* BEGIN Text to read *

Consolations of Parenthood
Happy the parents who still retain this religious outlook on life; whose religion is their guide, their support, and their consolation amid the arduous duties of their state of life! They know that they are the chosen instruments of Divine Providence for peopling the abode of the blessed. They know that in assuming the office of parenthood, they cooperate with God himself in bringing into existence beings destined to praise and enjoy him forever in Heaven. They know that every child they receive is a gift of God; since, do what they will, they can have no child that God does not give them. But above the solace of all this knowledge, is the supernatural aid which the true religion affords them. They have the actual graces of the sacrament of Matrimony, of frequent Communion, and of daily prayer to strengthen them, and the example of their suffering Savior to console them. Yes, with religion in their homes, they can resist the evil example of those godless couples who seek only their own gratification. And though eugenic wise-acres scoff, and even misguided friends smile in derision at their old-fashioned families, they will never thwart Heaven's designs concerning their families, but look upon every child as a new token of Heaven's trust and Heaven's love.
The Parents' Pride
It is remarkable how often God rewards parents of large families by making the children that came last become the chief joy and pride of their life. The Little Flower of Jesus was the last of nine children; St. Ignatius of Loyola, the thirteenth and St. Catherine of Siena, the twenty-fourth or twenty-fifth. Many parents owe the honor of having a son raised to the priesthood to the fact that they had large families. Had my own parents been willing to have five children but no more, they would never have had a priest in the family. But because they were blessed with eight children, they had the happiness of seeing the sixth and seventh celebrate their first Mass on the same day; and though they have gone to their reward, they are no doubt happy to know that two sons of their eighth child are studying for the priesthood.

* END Text to read *
* BEGIN Data lines *

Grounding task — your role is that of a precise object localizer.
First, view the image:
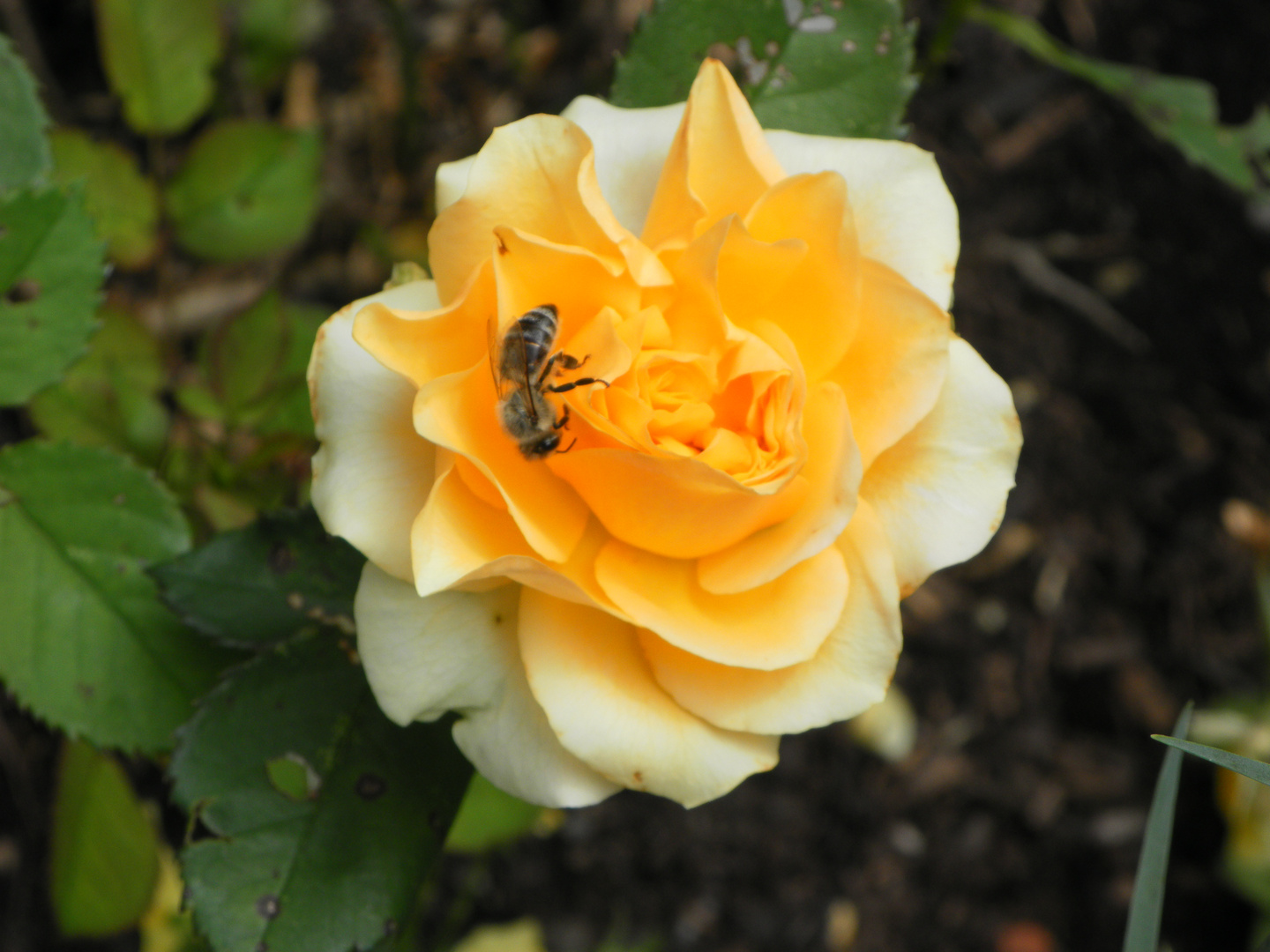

* END Data lines *

What is required:
Answer these questions from the text on parenthood.
1. Whose actual graces, along with frequent Communion and daily prayer, strengthen religious parents?
2. Where among her family's nine children did the Little Flower of Jesus come?
3. Which of the writer's parents' children celebrated their first Mass on the same day?

Answer to this task:
1. The sacrament of Matrimony's.
2. She was the last.
3. The sixth and seventh.